• [To do]:
Rewrite the lines of the rows below as a numbered list, starting at the line holding "Point out the ceiling" and ending at the line holding "11), (194, 7)]", inclusive. Leave out any blank lines.

================================

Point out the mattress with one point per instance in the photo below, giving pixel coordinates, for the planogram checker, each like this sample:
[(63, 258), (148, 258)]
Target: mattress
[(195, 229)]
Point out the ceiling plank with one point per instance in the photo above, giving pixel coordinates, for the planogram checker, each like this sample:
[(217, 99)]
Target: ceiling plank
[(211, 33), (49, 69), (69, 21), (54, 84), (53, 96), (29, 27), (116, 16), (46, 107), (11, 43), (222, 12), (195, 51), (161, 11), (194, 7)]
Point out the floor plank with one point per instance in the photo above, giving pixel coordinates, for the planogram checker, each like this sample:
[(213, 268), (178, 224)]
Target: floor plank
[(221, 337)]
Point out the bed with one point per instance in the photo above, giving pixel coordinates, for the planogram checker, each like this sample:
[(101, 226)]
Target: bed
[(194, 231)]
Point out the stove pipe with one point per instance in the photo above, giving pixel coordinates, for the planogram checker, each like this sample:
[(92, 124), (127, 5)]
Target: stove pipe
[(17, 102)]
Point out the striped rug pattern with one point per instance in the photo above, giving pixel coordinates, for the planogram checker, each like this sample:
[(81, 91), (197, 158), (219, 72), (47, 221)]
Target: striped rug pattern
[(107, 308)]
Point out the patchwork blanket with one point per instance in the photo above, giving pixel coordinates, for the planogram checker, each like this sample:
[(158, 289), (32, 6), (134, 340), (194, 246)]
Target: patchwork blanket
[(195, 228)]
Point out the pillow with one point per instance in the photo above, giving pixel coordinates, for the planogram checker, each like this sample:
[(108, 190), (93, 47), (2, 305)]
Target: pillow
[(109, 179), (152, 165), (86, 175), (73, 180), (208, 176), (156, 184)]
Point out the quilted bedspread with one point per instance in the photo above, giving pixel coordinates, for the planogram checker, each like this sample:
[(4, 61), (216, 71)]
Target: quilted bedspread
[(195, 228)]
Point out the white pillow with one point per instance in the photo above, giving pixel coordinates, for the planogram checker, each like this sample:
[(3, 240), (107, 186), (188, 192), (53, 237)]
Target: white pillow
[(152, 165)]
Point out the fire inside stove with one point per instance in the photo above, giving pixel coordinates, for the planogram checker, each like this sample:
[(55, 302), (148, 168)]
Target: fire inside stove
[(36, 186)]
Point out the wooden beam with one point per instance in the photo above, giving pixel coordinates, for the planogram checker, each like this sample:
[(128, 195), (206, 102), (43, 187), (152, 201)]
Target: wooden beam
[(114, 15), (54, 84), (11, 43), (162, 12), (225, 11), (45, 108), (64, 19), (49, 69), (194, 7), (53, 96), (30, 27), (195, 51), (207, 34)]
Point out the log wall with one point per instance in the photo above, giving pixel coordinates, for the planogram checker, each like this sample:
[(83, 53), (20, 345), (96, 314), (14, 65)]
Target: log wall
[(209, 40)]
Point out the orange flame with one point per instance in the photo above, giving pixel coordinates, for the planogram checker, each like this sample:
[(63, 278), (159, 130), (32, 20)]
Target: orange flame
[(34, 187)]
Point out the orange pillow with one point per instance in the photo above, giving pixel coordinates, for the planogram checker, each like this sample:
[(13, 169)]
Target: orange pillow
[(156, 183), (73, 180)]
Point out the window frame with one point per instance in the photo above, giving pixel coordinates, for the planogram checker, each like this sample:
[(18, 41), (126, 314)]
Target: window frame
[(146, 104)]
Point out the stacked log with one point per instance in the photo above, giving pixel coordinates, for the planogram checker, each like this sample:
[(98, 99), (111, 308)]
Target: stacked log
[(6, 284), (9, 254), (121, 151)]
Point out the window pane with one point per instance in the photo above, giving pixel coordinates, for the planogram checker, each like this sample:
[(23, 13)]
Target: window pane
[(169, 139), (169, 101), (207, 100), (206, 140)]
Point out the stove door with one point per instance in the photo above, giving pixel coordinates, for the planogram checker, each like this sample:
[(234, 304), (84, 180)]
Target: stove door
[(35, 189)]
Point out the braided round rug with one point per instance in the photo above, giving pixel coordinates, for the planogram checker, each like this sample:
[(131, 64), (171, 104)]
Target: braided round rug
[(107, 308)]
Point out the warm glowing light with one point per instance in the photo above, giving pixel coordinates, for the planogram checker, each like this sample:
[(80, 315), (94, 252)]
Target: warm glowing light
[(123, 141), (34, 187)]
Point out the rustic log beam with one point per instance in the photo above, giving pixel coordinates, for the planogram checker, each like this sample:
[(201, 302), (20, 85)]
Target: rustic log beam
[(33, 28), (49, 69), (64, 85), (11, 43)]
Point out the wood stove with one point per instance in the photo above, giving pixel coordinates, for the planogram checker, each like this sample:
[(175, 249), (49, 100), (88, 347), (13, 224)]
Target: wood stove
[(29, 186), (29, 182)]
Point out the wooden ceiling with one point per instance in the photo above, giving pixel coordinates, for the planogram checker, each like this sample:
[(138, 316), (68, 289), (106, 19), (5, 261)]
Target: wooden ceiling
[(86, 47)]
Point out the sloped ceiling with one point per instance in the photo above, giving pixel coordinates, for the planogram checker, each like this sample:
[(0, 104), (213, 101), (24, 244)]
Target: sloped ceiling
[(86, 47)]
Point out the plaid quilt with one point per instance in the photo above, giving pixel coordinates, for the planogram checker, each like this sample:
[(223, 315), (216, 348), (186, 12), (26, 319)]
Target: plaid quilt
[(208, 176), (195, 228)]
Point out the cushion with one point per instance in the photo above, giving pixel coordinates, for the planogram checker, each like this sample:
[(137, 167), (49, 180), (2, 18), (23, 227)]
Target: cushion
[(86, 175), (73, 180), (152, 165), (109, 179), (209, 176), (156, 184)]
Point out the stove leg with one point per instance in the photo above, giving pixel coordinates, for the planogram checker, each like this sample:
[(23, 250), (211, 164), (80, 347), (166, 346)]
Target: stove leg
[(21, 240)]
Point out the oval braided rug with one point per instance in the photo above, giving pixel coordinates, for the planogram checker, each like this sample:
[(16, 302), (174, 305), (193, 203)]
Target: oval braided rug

================================

• [Written answer]:
1. Point out the ceiling plank with one point per instance in the photo above, giving pixel coordinates, for the planogram checker, each like this sample:
2. [(217, 99)]
3. Target: ceiling plank
4. [(211, 33), (49, 69), (69, 21), (54, 84), (53, 96), (29, 27), (116, 16), (46, 107), (11, 43), (222, 12), (195, 51), (161, 11), (194, 7)]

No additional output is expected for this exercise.